## Texto fornecido
--------------------------------

E está chegando o dia de dar adeus a Auckland e rumar para o sul.
Hora de fazer um apanhado dessa primeira amiga que nos acolheu. O que aprendemos? O que é diferente (sempre vou evitar usar as palavras melhor ou pior)?
Sempre imaginei que um invento fantástico para viajantes seria um “congelador de impressões”, ou seja, uma máquina maluca que pudesse congelar todas nossas sensações e impressões em determinado momento de nossa vida. Assim, como um rascunho de um desenho ou de um texto em desenvolvimento, poderíamos “voltar ao passado” e revisitar nossas emoções em várias etapas de uma viagem. Digo isso pois acho que todos nós (uns mais outros menos) temos a tendência de nos adaptar às diferentes condições e o novo passa a ser velho rapidamente. Uma coisa que foi uma grande surpresa no início passa a ser lugar comum e nosso olhar não capta mais. Nos acostumamos. É mais ou menos o que a expressão inglesa “take it for granted” quer dizer. Na verdade, dependendo do referencial, isto pode ser bom ou ruim.
Já chegando ao fim dos nossos 20 dias em Auckland, tenho essa sensação. Tanta coisa que nos chamou bastante atenção e agora já estamos “taking it for granted“, mesmo com tão pouco tempo por aqui. Vou tentar usar meu “congelador de impressões” e listar algumas coisas que achei mais interessante por aqui.
Como estamos em uma casa “normal” alugada pelo AirBnb e não em hotéis que normalmente são localizados nas zonas turísticas, foi um certo choque quando vimos que o supermercado mais próximo ficava a uns 10 quarteirões de distância. Já deu para perceber que, sem carro, e tendo que preparar pelo menos o café da manhã e uma refeição por dia, isso foi um stress no início. Dez quarteirões a pé para comprar comida e produtos de limpeza!
E não é que nos adaptamos? Hoje, é absolutamente natural para nós, quando estamos passeando pela cidade, notar um supermercado (a rede mais comum aqui se chama Countdown) e aproveitar a deixa e comprar algumas coisas para sobrevivência básica. Entramos felizes e contentes e saímos com nossas sacolinhas antes de voltar para a nossa casa. A Celina até me apelidou de “tarado do Countdown” pois não posso ver uma filial do supermercado e fico logo com vontade de entrar para comprar as coisas que estão faltando. Pequenas mudanças, mas mudanças…
Outra coisa que estranhei em Auckland é como o transporte público é deficiente. Só tem ônibus e trem. Não tem metrô (por causa do medo dos terremotos/vulcões?). Os ônibus andam, na maioria das vezes, bem vazios e não passam com tanta frequência. É muito comum termos que esperar 15 minutos para chegar nosso ônibus. Isso também passa a ser absolutamente natural para nós.

--------------------------------

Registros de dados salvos
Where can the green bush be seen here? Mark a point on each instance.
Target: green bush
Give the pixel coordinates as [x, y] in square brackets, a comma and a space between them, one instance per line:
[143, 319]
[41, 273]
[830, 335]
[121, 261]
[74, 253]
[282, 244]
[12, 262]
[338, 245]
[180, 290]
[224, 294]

--------------------------------

## Exercício A
Transcreva sem nenhuma alteração todas as linhas dos registros de dados salvos.
## Exercício B
Escreva a continuação do relato sobre os dias em Auckland, começando logo após a última frase apresentada.

## Resposta do exercício A
Where can the green bush be seen here? Mark a point on each instance.
Target: green bush
Give the pixel coordinates as [x, y] in square brackets, a comma and a space between them, one instance per line:
[143, 319]
[41, 273]
[830, 335]
[121, 261]
[74, 253]
[282, 244]
[12, 262]
[338, 245]
[180, 290]
[224, 294]

## Resposta do exercício B
A consciência alimentar dos Aucklanders é outra coisa que me chamou bastante atenção. Nos supermercados são poucas as comidas processadas e enlatadas. Muita ênfase na alimentação saudável (que é muito mais cara, inclusive aqui). Nos cardápios dos restaurantes é super fácil achar opções sem fritura, integral, sem glúten, vegetariana, vegana e afins. O menu vem cheio de símbolos que consultamos antes de comer. Eu brinco que quem gosta de comer glúten aqui tem muita dificuldade!
Parques, ah, os parques. Tem verde em todo o canto e é super natural as pessoas saírem do trabalho (e nos fins de semana) e rumarem para os parques para praticar seus esportes favoritos (rugby, cricket e, em um longínquo terceiro lugar, futebol) ou simplesmente caminhar e fazer picnic. Está sendo programa de vários dias para nós.
Vulcões, oh, os vulcões. Já disse que Auckland está cercada por nada menos que 48 vulcões (li algumas estatísticas que consideram 53, mas não importa, pois qualquer que seja o número é vulcão que não acaba mais). Vulcões ativos, é bom frisar. A última erupção foi há uns 600 anos atrás, assim a cidade não tem nenhum trauma sobre os mesmos e a ideia de estar no meio desse caldeirão parece que é bem assimilada pela população. Um ótimo exemplo foi quando estávamos em Mount Eden (um local lindo com uma vista estupenda, bem perto do centro da cidade, que naturalmente é um vulcão) e vimos um pai passear com seu filho bem pequeno, no carrinho, que olhou para baixo (em direção à cratera) e disse “volcano, volcano“. O pai respondeu simplesmente “yes son, we are in a volcano”. Ou seja, a coisa mais óbvia e natural do mundo até para uma criança de 2 anos.
É importante dizer que os vulcões de Auckland não são aqueles vulcões que logo imaginamos com um cratera enorme com lava dentro e fumaças tóxicas saindo do seu interior. Todos que nós vimos são, embora ativos, crateras fechadas, normalmente com um gramado lindo e um parque ao redor. Diga-se também que alguns deles são submarinos.
De qualquer maneira, existe um forte plano de contingência para um big one que pode atingir a cidade. Olha só o vídeo abaixo, do museu de Auckland, que tenta reproduzir o que seria uma erupção na cidade.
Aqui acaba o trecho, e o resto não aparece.